[start of Excerpt provided]

WASHINGTON, Dec. 4 (Yonhap) — The United States is encouraged that South Korea and Japan are seeking ways to improve their relationship, a State Department official overseeing the region said Wednesday, after the two U.S. allies salvaged their military intelligence-sharing pact.

Marc Knapper, deputy assistant secretary of state for Korea and Japan, was referring to South Korea’s decision to conditionally renew the General Security of Military Information Agreement (GSOMIA) with Japan despite ongoing bilateral disputes over trade and wartime history.

Marc Knapper, U.S. deputy assistant secretary of state for Korea and Japan, speaks at a conference on the South Korea-U.S. alliance at the Mayflower Hotel in Washington on Dec. 4, 2019. (Yonhap)

Marc Knapper, U.S. deputy assistant secretary of state for Korea and Japan, speaks at a conference on the South Korea-U.S. alliance at the Mayflower Hotel in Washington on Dec. 4, 2019. (Yonhap)

“This decision, we believe, sends a very positive message that like-minded allies like ourselves can work through bilateral disputes and cooperate to address shared challenges,” Knapper said in remarks at a conference discussing the South Korea-U.S. military alliance.

[end of Excerpt provided]
[start of Supplied material]

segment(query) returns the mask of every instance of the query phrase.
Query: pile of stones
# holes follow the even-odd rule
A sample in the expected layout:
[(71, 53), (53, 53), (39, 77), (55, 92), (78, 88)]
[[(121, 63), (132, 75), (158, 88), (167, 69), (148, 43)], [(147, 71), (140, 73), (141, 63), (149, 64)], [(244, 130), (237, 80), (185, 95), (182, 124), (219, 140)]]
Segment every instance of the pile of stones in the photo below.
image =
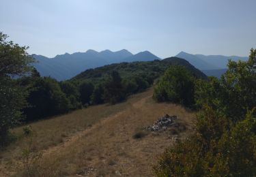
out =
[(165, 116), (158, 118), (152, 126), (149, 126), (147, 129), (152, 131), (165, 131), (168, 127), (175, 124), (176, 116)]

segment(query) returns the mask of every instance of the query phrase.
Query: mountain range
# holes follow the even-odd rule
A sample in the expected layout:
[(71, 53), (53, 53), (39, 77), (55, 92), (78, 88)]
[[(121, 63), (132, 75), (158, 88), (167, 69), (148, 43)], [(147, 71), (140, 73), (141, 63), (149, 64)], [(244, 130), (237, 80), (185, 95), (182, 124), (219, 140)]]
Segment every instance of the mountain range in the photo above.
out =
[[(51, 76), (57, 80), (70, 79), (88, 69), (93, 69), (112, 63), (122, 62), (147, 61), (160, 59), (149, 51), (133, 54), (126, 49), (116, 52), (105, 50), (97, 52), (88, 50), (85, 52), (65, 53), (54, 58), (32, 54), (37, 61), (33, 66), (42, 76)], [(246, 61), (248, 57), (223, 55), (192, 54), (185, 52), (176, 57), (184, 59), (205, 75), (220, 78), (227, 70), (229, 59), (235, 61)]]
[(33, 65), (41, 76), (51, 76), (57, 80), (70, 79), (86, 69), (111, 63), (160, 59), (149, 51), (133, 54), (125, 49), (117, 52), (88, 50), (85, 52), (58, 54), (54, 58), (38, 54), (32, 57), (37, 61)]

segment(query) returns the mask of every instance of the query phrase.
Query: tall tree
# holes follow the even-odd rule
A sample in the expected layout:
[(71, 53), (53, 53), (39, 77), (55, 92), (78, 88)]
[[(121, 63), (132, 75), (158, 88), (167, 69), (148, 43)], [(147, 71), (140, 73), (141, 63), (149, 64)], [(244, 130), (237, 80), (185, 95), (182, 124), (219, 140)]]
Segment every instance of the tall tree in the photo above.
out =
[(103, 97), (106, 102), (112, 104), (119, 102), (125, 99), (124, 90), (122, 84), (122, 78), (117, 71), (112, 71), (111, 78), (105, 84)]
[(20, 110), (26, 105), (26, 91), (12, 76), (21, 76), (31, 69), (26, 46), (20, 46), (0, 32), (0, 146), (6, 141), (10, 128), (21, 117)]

[end of Supplied material]

• **Exercises**
(A) In the news article, how would you rewrite the paragraph beginning "WASHINGTON, Dec. 4" more briefly while keeping its main facts?
(B) Answer these questions from the news article, marking each answer (i), (ii) or (iii):
(i) What does GSOMIA stand for?
(ii) Over what two matters are South Korea and Japan in ongoing disputes?
(iii) At which hotel did Knapper speak?
(C) Could you write what follows in the news article, continuing from where it stops?

• **Exercise answers**
(A) On Wednesday, a State Department official overseeing the region said the U.S. is encouraged that South Korea and Japan are working to improve their relationship, after the two U.S. allies saved their military intelligence-sharing pact.

(B)
(i) General Security of Military Information Agreement
(ii) Trade and wartime history
(iii) The Mayflower Hotel in Washington

(C)
“We’re also encouraged by the fact that both South Korea and Japan continue to discuss ways to further improve their relationship. And the United States will continue to pursue ways to support these efforts and strengthen relations between and among our three countries,” he said.

The U.S. strongly opposed South Korea’s decision in August to terminate GSOMIA, citing the potential negative impact on trilateral security cooperation against North Korea’s nuclear threats and China’s military rise.

“As an ally and friend to both countries, both Japan and the (Republic of Korea), we believe now, more than ever, is the time to ensure that there are strong and close relationships between and among our three countries,” Knapper said, citing challenges from North Korea, China and Russia.

“When our relations suffer, no one benefits — no one in Tokyo, no one in Seoul, no one in Washington,” he added.

Paying tribute to the evolution of the South Korea-U.S. alliance over 70 years, Knapper expressed confidence that the relationship will continue to grow through the planned transfer of wartime operational control of the countries’ combined forces from Washington to Seoul.

The allies have been eyeing a conditions-based transition in or around 2022.

“This is an alliance that is ironclad. This is an alliance that is the linchpin of peace and stability, not just on the Korean Peninsula, but throughout the Indo-Pacific,” Knapper said. “And we believe that through our efforts — our joint, our shared efforts to realize OPCON transition — that we’ll make our alliance stronger, more capable and better able to meet the challenges of the 21st century.”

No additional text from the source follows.